Questions to answer:
**a)** Answer these questions using the article on Pfizer's Viagra price cut.
(i) Where are Pfizer's Canadian headquarters located?
(ii) On what date did Pfizer announce the Viagra price drop?
(iii) What share of its Canadian workforce did the company say it planned to eliminate?
**b)** Write the next few sentences of the article on Pfizer's Viagra price cut, picking up after its final sentence.

By Robert Frank
Cloned competition is driving down the cost of Pfizer’s potent blue pill.
Pfizer—whose Canadian headquarters are located in Kirkland, Quebec—announced, Nov. 22, that effective immediately, it would drop the price of its popular erectile dysfunction drug across the country.
“We are lowering original Viagra price to be in line with generic versions because we are committed to ensuring that Viagra patients continue to have access to the original—made by Pfizer, and at a competitive price—simply by asking their pharmacist,” Scott Wilks, Pfizer Canada’s general manager of established products said in a statement.
The drug colossus previously announced, Oct. 28, that it planned “to eliminate approximately 11 per cent of its Canadian workforce.”
Corporate communications director Rhonda O’Gallagher told The Suburban that the company had lost patents on several drugs which had prevueously provided a the pharmaceutical firm with a steady revenue stream.

Data excerpts:
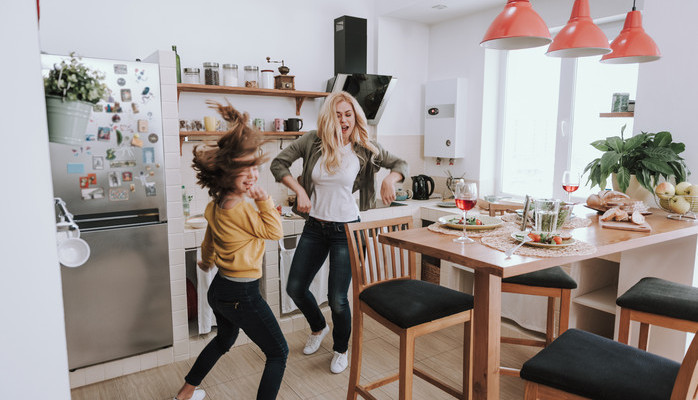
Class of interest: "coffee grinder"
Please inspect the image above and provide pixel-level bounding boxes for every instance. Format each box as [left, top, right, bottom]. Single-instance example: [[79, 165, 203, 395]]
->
[[267, 57, 296, 90]]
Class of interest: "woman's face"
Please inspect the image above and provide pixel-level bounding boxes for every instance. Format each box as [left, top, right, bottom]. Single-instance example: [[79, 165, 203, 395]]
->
[[235, 154, 259, 193], [335, 101, 356, 144]]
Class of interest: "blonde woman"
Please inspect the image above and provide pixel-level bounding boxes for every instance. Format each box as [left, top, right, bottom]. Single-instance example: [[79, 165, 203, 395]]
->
[[271, 92, 408, 374]]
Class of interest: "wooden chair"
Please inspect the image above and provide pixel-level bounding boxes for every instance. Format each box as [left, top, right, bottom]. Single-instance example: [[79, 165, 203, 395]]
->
[[616, 277, 698, 350], [500, 267, 577, 376], [521, 329, 698, 400], [346, 217, 473, 400]]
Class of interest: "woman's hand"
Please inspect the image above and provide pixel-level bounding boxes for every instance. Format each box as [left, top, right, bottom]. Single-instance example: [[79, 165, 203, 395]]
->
[[197, 261, 211, 272], [247, 185, 269, 201], [296, 188, 310, 214], [381, 172, 402, 205]]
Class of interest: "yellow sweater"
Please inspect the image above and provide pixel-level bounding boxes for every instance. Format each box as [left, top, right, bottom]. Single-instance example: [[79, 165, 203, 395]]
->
[[201, 197, 283, 279]]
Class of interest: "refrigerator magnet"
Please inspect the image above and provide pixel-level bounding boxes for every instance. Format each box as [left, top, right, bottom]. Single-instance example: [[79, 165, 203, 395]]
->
[[92, 156, 104, 169], [80, 188, 104, 200], [109, 188, 129, 201]]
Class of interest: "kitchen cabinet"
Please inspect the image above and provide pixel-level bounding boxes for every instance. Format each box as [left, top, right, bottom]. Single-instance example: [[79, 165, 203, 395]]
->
[[177, 83, 329, 155]]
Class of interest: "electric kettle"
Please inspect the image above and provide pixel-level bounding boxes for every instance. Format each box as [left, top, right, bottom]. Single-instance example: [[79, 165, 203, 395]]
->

Answers to each task:
**a)**
(i) Kirkland, Quebec
(ii) Nov. 22
(iii) Approximately 11 per cent

**b)**
Although several news outlets reported that the brunt of the ensuing job losses would be felt at the company’s Kirkland head office, O’Gallagher explained that in fact many of the people affected work remotely across Canada, selling drugs to individual family physicians.
Among the drugs that Pfizer has recently lost patents on are cholesterol reducer Lipitor—the best selling drug in pharmaceutical history—and Norvasc, a popular treatment for angina and high blood pressure.